Texto de origem ->

- - -

Autor lamenta o desaparecimento de uma direita e de um centrão capazes de moldar os fundamentos da política indigenista

BRASÍLIA

Alguém consegue imaginar, no Brasil atual, um importante oficial das Forças Armadas defender o direito dos índios à terra como cláusula pétrea da Constituição e assinar a demarcação de 9,4 milhões de hectares para indígenas?

Ou as principais organizações ruralistas do país ajudarem a organizar um encontro entre líderes indígenas e produtores rurais numa cidade do interior de Mato Grosso?

Ou um ministro da Justiça nomear alguém denunciado como “trotskista” de um partido adversário do governo e contra as pressões da base parlamentar?

Hoje surreais, cenas como essas se passaram no Brasil e não faz muito tempo. Lembrá-las ou conhecê-las é o que torna atraente o curto porém instigante livro de memórias de um dos mais importantes indigenistas em atividade no país, Márcio Santilli, 64.


O indigenista Márcio Santilli, do Instituto Socioambiental, no debate promovido pela Folha de S.Paulo sobre o custo da devastação na Amazônia, no auditório da Folha – Bruno Miranda/Folhapress – 25.nov.2005

O ex-presidente da Funai foi deputado federal pelo então PMDB e é um dos fundadores da organização não governamental ISA (Instituto Socioambiental).

Em “Subvertendo a gramática e outras crônicas socioambientais” (ed. ISA, 120 págs.), Santilli lamenta o desaparecimento de uma direita e de um “centrão” parlamentar dos anos de 1980 1990 que conseguiam colocar de lado divergências ideológicas na hora de moldar os fundamentos da própria política indigenista hoje atacada pelo bolsonarismo.

- - -

Material fornecido ->
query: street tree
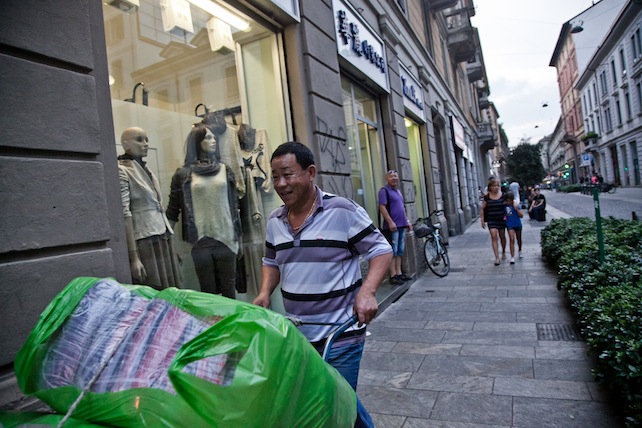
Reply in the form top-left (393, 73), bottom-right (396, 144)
top-left (506, 138), bottom-right (546, 187)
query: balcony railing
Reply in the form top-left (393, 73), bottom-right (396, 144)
top-left (477, 122), bottom-right (495, 153)
top-left (466, 52), bottom-right (484, 82)
top-left (446, 10), bottom-right (477, 62)
top-left (426, 0), bottom-right (459, 11)
top-left (479, 97), bottom-right (490, 110)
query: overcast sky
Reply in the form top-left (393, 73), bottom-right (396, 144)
top-left (472, 0), bottom-right (596, 147)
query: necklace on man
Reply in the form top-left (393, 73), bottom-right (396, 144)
top-left (288, 195), bottom-right (317, 232)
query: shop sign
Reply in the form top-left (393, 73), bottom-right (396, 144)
top-left (332, 0), bottom-right (390, 92)
top-left (399, 64), bottom-right (426, 122)
top-left (272, 0), bottom-right (301, 22)
top-left (450, 116), bottom-right (466, 152)
top-left (580, 153), bottom-right (593, 166)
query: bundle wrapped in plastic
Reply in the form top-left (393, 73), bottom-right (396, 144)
top-left (15, 278), bottom-right (356, 427)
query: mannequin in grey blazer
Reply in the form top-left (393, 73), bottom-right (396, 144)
top-left (118, 127), bottom-right (181, 289)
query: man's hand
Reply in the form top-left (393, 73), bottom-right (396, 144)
top-left (354, 286), bottom-right (379, 327)
top-left (129, 257), bottom-right (147, 282)
top-left (252, 293), bottom-right (272, 309)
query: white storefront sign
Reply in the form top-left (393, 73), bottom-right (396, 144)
top-left (399, 63), bottom-right (426, 122)
top-left (580, 153), bottom-right (593, 166)
top-left (450, 116), bottom-right (467, 154)
top-left (272, 0), bottom-right (301, 22)
top-left (332, 0), bottom-right (390, 92)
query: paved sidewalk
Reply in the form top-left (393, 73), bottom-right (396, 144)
top-left (358, 207), bottom-right (621, 428)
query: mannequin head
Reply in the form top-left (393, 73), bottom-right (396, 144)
top-left (185, 123), bottom-right (219, 166)
top-left (120, 127), bottom-right (149, 158)
top-left (238, 123), bottom-right (256, 151)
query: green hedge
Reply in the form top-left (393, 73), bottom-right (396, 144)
top-left (560, 184), bottom-right (582, 193)
top-left (541, 218), bottom-right (642, 427)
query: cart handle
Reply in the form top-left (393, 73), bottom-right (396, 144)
top-left (323, 313), bottom-right (359, 362)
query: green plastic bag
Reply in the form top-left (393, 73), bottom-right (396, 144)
top-left (0, 410), bottom-right (102, 428)
top-left (15, 277), bottom-right (356, 428)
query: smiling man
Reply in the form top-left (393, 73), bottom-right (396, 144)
top-left (254, 142), bottom-right (392, 426)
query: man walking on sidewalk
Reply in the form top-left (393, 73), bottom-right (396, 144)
top-left (379, 169), bottom-right (412, 285)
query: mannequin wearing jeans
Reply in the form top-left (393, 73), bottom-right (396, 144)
top-left (167, 124), bottom-right (240, 299)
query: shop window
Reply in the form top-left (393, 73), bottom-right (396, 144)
top-left (404, 118), bottom-right (433, 218)
top-left (341, 78), bottom-right (386, 219)
top-left (103, 0), bottom-right (292, 310)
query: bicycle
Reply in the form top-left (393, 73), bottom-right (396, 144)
top-left (598, 183), bottom-right (617, 193)
top-left (412, 210), bottom-right (450, 278)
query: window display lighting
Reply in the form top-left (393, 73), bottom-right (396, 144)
top-left (188, 0), bottom-right (250, 31)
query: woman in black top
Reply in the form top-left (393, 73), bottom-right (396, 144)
top-left (481, 178), bottom-right (506, 266)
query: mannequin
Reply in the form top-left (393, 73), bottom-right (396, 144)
top-left (167, 123), bottom-right (241, 299)
top-left (202, 111), bottom-right (245, 199)
top-left (118, 127), bottom-right (181, 290)
top-left (238, 124), bottom-right (272, 298)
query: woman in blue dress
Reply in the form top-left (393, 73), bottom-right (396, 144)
top-left (480, 178), bottom-right (506, 266)
top-left (504, 192), bottom-right (524, 265)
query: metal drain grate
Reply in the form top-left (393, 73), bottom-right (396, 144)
top-left (537, 323), bottom-right (582, 342)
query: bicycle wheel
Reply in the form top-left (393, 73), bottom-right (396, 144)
top-left (424, 239), bottom-right (450, 278)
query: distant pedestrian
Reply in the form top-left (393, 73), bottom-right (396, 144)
top-left (504, 192), bottom-right (524, 265)
top-left (508, 181), bottom-right (521, 206)
top-left (481, 178), bottom-right (506, 266)
top-left (528, 187), bottom-right (546, 221)
top-left (379, 169), bottom-right (412, 285)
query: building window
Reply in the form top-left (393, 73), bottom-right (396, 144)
top-left (600, 71), bottom-right (608, 95)
top-left (604, 105), bottom-right (613, 132)
top-left (631, 28), bottom-right (642, 62)
top-left (620, 48), bottom-right (626, 77)
top-left (611, 59), bottom-right (617, 88)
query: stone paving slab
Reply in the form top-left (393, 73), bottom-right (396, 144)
top-left (419, 355), bottom-right (533, 379)
top-left (430, 392), bottom-right (513, 426)
top-left (357, 213), bottom-right (623, 428)
top-left (513, 397), bottom-right (620, 428)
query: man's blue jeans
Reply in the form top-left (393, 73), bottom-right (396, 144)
top-left (328, 342), bottom-right (374, 428)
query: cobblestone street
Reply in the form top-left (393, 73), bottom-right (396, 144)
top-left (542, 187), bottom-right (642, 220)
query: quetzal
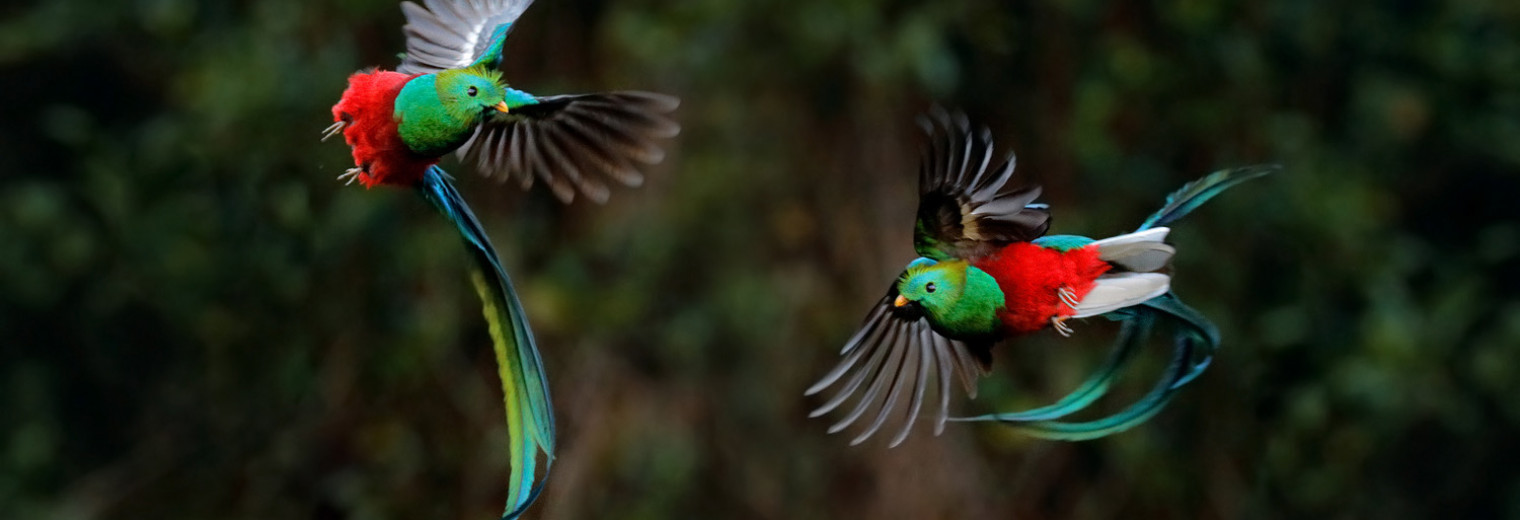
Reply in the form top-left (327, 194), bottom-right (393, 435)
top-left (806, 111), bottom-right (1275, 445)
top-left (322, 0), bottom-right (679, 518)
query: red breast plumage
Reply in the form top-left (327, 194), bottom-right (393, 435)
top-left (333, 70), bottom-right (439, 187)
top-left (971, 242), bottom-right (1110, 335)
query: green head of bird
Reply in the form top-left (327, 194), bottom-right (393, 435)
top-left (395, 67), bottom-right (511, 157)
top-left (436, 67), bottom-right (508, 120)
top-left (892, 258), bottom-right (1003, 339)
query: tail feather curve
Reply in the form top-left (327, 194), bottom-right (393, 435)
top-left (418, 166), bottom-right (555, 520)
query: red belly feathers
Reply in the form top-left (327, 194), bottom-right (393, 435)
top-left (973, 242), bottom-right (1108, 335)
top-left (333, 70), bottom-right (438, 187)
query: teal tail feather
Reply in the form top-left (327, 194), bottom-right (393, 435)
top-left (418, 166), bottom-right (555, 520)
top-left (956, 293), bottom-right (1219, 441)
top-left (1135, 164), bottom-right (1283, 231)
top-left (952, 313), bottom-right (1151, 423)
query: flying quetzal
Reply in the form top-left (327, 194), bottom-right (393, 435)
top-left (807, 111), bottom-right (1275, 445)
top-left (322, 0), bottom-right (679, 518)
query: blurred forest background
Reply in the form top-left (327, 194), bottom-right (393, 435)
top-left (0, 0), bottom-right (1520, 520)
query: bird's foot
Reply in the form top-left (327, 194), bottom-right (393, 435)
top-left (322, 122), bottom-right (348, 141)
top-left (1055, 286), bottom-right (1078, 310)
top-left (337, 167), bottom-right (365, 185)
top-left (1050, 316), bottom-right (1072, 338)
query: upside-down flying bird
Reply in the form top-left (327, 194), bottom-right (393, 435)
top-left (322, 0), bottom-right (679, 518)
top-left (807, 111), bottom-right (1277, 445)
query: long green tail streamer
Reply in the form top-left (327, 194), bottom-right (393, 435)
top-left (418, 166), bottom-right (555, 520)
top-left (1135, 164), bottom-right (1283, 231)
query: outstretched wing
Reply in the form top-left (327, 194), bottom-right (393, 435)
top-left (418, 166), bottom-right (555, 520)
top-left (806, 283), bottom-right (991, 445)
top-left (395, 0), bottom-right (534, 75)
top-left (458, 91), bottom-right (681, 202)
top-left (914, 108), bottom-right (1050, 260)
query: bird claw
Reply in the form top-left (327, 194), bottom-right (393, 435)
top-left (337, 167), bottom-right (365, 185)
top-left (1050, 316), bottom-right (1072, 338)
top-left (322, 122), bottom-right (348, 141)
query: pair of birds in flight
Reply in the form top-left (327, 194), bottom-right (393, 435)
top-left (322, 0), bottom-right (1274, 518)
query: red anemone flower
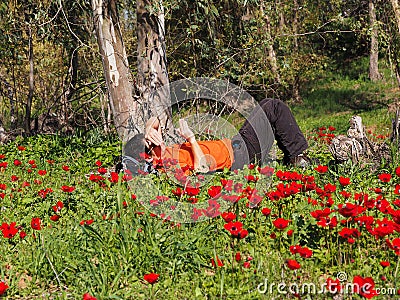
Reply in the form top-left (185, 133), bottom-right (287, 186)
top-left (31, 218), bottom-right (42, 230)
top-left (286, 259), bottom-right (301, 270)
top-left (378, 173), bottom-right (392, 183)
top-left (143, 273), bottom-right (160, 284)
top-left (221, 211), bottom-right (236, 223)
top-left (380, 261), bottom-right (390, 268)
top-left (261, 207), bottom-right (271, 217)
top-left (272, 218), bottom-right (290, 230)
top-left (339, 176), bottom-right (350, 186)
top-left (83, 293), bottom-right (97, 300)
top-left (0, 281), bottom-right (8, 296)
top-left (211, 256), bottom-right (224, 268)
top-left (61, 185), bottom-right (75, 193)
top-left (353, 275), bottom-right (378, 299)
top-left (208, 185), bottom-right (222, 198)
top-left (314, 165), bottom-right (328, 174)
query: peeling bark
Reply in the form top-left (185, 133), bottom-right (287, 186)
top-left (92, 0), bottom-right (139, 139)
top-left (25, 27), bottom-right (34, 134)
top-left (369, 0), bottom-right (381, 81)
top-left (390, 0), bottom-right (400, 34)
top-left (136, 0), bottom-right (174, 141)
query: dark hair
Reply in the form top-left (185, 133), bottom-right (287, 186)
top-left (122, 133), bottom-right (154, 175)
top-left (122, 133), bottom-right (146, 160)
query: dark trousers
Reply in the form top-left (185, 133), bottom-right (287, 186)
top-left (232, 98), bottom-right (308, 170)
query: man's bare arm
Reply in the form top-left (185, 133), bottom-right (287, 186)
top-left (179, 119), bottom-right (210, 173)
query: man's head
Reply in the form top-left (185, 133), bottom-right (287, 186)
top-left (122, 133), bottom-right (152, 175)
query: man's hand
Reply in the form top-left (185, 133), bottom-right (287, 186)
top-left (144, 117), bottom-right (164, 147)
top-left (178, 119), bottom-right (196, 142)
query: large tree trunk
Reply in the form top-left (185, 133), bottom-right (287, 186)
top-left (25, 26), bottom-right (34, 134)
top-left (369, 0), bottom-right (381, 81)
top-left (92, 0), bottom-right (139, 139)
top-left (391, 0), bottom-right (400, 86)
top-left (390, 0), bottom-right (400, 34)
top-left (136, 0), bottom-right (174, 140)
top-left (260, 2), bottom-right (281, 84)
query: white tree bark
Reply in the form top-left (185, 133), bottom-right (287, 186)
top-left (390, 0), bottom-right (400, 34)
top-left (92, 0), bottom-right (139, 138)
top-left (136, 0), bottom-right (173, 140)
top-left (369, 0), bottom-right (381, 81)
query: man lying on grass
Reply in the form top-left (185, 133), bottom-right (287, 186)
top-left (124, 99), bottom-right (312, 173)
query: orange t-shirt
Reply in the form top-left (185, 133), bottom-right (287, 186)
top-left (164, 139), bottom-right (233, 171)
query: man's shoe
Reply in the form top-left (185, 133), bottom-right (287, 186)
top-left (289, 153), bottom-right (319, 168)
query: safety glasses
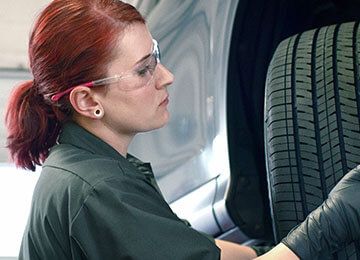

- - -

Conjunto de tarefas ->
A. Segundo o texto sobre o livro de Márcio Santilli, de qual organização não governamental ele é um dos fundadores?
B. Edite o trecho do texto sobre o livro de Márcio Santilli que começa nas palavras com "Alguém consegue imaginar, no" e termina em "hectares para indígenas?", substituindo "oficial" por "general".
C. Retome o texto sobre o livro de Márcio Santilli e escreva a continuação a partir do ponto em que ele para.

Respostas dos exercícios ->
A. Do ISA (Instituto Socioambiental).

B.
Alguém consegue imaginar, no Brasil atual, um importante general das Forças Armadas defender o direito dos índios à terra como cláusula pétrea da Constituição e assinar a demarcação de 9,4 milhões de hectares para indígenas?

C.
É como visitar as ruínas de um país que não existe mais.

Por Santilli ficamos sabendo que um dos conspiradores do golpe militar de 1964, o coronel e ex-ministro Jarbas Passarinho (1920-2016), foi o mesmo que inventou a expressão “terras tradicionalmente ocupadas pelos índios”, inserida na Constituição de 1988.

A formulação foi um achado porque permitiu “uma leitura antropológica, ‘conforme a tradição’, e outra cronológica, ‘por tempo suficiente para serem tradicionais’”.

Em 1976, Passarinho havia anunciado a cassação do mandato do próprio pai de Santilli, que fora deputado de 1967 a 1983 (a cassação acabou não se cumprindo), mas isso não impediu que, finda a ditadura, o então deputado à esquerda no PMDB e o oficial golpista iniciassem uma conversa frutífera, embora “longa e dura”, acerca de um futuro para os índios durante a Constituinte que redundaria na Carta de 1988.

Certo dia, Passarinho disse ao deputado que ouvia de seus amigos que o grupo de Santilli “conspira contra a soberania nacional”. Santilli respondeu, segundo ele, que “interessa ao país superar o passado histórico na relação com os índios e este é o momento”.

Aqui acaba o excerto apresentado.